## What is asked
Quote the following lines word for word, keeping every line in its original order.

__________

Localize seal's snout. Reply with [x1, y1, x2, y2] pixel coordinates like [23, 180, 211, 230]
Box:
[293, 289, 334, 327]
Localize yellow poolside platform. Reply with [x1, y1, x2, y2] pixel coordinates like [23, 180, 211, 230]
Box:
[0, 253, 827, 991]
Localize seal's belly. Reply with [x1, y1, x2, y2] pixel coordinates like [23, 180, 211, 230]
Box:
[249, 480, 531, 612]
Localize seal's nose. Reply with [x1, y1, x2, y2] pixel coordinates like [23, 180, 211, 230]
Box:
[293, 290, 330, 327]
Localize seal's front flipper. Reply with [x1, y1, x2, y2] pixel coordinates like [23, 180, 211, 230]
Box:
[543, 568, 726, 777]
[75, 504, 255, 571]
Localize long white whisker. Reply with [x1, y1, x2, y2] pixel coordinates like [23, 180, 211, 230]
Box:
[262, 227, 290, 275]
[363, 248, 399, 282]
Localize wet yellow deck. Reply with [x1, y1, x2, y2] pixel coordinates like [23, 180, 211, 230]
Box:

__________

## Exercise response
Localize seal's snout. Reply with [x1, y1, x2, y2] pixel coordinates like [23, 180, 211, 230]
Box:
[293, 289, 334, 327]
Localize yellow poolside platform. Reply with [x1, y1, x2, y2] pixel coordinates like [23, 180, 211, 230]
Box:
[0, 253, 827, 991]
Localize seal's belly. Reply with [x1, y1, x2, y2] pixel coordinates like [23, 180, 211, 230]
Box:
[249, 480, 531, 612]
Localize seal's nose. Reply with [x1, y1, x2, y2] pixel coordinates like [23, 180, 211, 230]
Box:
[293, 290, 330, 327]
Localize seal's front flipper. Reply with [x1, y1, x2, y2] pixel coordinates like [23, 180, 211, 230]
Box:
[543, 568, 726, 777]
[75, 504, 255, 571]
Localize long white whisker. Reply with [x1, y1, x2, y2] pixel coordinates like [23, 180, 211, 230]
Box:
[262, 227, 290, 275]
[363, 248, 399, 282]
Localize wet yellow deck. Reply with [x1, y1, x2, y2] pixel coordinates like [23, 180, 211, 230]
Box:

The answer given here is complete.